--- START OF EXTRACTED MATERIAL ---
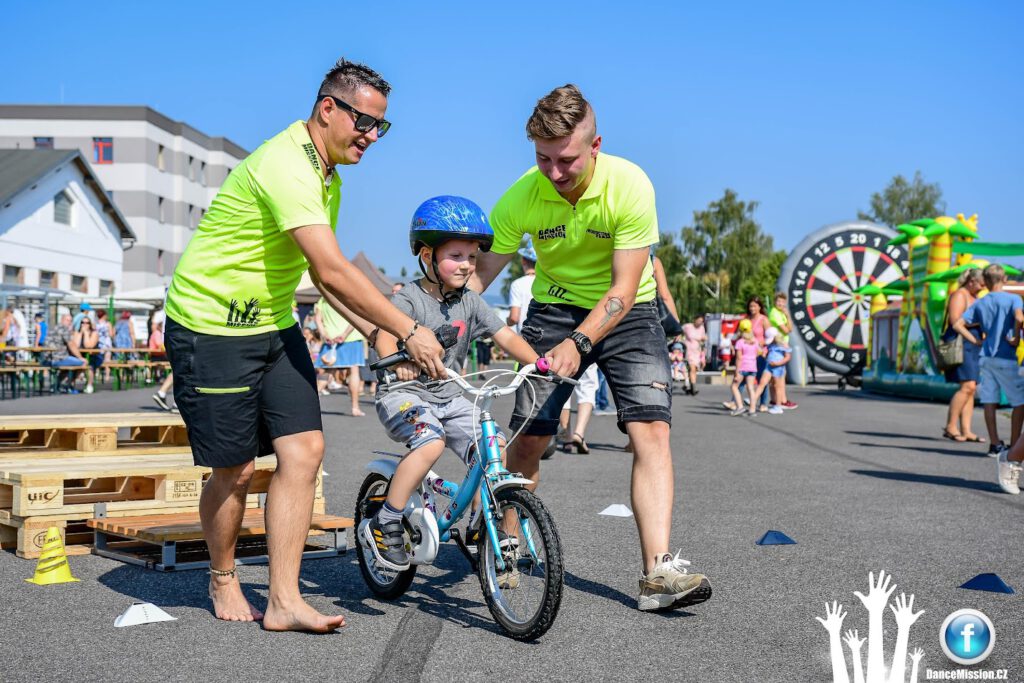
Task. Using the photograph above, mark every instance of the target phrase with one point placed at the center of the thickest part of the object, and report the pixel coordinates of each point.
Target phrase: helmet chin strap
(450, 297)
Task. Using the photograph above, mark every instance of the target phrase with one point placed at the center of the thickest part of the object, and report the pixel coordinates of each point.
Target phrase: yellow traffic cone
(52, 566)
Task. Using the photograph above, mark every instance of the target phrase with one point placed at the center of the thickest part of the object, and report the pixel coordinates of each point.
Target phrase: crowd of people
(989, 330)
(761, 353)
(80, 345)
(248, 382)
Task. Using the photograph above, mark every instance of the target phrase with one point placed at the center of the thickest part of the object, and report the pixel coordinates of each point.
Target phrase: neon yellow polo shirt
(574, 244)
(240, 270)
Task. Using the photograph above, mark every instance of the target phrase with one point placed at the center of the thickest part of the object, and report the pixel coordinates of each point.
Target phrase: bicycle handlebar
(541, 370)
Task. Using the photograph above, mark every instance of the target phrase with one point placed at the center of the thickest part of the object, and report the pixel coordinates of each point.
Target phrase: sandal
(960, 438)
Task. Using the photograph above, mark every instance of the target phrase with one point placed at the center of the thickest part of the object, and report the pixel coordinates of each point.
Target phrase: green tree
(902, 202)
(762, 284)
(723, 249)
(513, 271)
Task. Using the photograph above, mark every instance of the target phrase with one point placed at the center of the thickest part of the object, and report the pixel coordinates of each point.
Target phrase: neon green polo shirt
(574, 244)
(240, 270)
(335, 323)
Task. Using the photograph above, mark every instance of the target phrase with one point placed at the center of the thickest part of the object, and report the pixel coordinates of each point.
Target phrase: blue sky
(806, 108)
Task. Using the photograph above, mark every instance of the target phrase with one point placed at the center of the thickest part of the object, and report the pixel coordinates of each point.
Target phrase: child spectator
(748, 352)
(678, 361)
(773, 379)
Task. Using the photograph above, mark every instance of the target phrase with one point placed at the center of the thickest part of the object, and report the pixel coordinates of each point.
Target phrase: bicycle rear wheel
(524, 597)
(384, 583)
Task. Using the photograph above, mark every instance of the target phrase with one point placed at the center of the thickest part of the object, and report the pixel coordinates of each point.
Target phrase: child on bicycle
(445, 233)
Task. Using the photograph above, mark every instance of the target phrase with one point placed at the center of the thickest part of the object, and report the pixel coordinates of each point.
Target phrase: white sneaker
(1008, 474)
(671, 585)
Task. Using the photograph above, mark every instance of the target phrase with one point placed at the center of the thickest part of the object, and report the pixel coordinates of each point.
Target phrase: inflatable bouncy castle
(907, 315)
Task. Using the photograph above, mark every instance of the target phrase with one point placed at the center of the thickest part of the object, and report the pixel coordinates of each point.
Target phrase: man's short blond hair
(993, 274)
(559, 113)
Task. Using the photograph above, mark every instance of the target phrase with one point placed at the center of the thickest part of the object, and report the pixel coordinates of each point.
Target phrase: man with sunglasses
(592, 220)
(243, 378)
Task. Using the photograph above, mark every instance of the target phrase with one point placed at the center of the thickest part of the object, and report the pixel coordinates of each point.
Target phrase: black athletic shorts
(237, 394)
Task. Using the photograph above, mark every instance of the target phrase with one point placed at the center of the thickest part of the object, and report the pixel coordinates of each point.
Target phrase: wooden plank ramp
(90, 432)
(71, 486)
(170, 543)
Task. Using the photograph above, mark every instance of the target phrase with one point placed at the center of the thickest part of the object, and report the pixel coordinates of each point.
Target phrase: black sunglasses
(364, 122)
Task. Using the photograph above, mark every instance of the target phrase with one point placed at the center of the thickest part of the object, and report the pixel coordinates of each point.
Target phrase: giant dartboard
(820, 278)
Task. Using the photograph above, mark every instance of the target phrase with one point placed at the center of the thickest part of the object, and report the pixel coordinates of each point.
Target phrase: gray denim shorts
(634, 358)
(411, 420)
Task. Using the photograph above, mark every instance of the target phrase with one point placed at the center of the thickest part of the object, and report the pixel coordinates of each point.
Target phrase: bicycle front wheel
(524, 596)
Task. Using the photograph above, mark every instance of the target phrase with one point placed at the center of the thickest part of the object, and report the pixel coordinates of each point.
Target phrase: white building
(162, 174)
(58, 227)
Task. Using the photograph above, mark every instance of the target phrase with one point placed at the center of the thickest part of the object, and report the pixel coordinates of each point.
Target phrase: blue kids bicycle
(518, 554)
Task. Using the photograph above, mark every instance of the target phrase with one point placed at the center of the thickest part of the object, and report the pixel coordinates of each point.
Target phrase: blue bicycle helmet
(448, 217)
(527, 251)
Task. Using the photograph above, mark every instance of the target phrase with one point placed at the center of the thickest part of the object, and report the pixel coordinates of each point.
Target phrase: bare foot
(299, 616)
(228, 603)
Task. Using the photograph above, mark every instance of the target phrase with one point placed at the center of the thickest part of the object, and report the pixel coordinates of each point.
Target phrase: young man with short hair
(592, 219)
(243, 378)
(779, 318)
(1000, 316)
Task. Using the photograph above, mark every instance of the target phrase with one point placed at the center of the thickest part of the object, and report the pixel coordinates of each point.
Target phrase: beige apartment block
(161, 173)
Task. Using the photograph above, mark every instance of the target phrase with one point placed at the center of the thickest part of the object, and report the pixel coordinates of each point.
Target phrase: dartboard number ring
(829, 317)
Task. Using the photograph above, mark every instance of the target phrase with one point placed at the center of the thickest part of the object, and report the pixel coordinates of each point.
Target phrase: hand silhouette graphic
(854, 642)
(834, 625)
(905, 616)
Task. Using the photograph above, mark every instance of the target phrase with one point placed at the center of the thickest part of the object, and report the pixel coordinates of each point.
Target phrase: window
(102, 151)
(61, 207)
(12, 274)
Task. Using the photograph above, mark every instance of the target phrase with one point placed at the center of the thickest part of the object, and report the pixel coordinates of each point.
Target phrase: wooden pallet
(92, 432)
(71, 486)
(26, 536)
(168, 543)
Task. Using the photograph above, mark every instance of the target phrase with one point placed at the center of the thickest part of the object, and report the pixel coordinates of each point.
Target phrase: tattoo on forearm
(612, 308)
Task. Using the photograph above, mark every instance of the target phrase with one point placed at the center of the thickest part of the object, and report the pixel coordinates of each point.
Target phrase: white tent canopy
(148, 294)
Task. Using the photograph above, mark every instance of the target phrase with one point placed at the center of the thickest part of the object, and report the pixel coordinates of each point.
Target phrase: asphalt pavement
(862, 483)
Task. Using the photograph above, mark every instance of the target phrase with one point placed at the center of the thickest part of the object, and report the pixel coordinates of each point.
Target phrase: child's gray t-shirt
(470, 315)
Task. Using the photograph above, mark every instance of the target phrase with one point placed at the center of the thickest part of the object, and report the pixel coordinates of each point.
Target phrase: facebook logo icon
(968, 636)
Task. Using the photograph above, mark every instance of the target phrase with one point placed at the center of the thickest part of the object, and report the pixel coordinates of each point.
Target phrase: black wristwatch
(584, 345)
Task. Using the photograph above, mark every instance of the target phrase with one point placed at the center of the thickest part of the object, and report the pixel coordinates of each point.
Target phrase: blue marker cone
--- END OF EXTRACTED MATERIAL ---
**DIRECTION**
Count the lines in the records above that contain the word "blue", and reply with only that number.

**COMPLETE RESPONSE**
4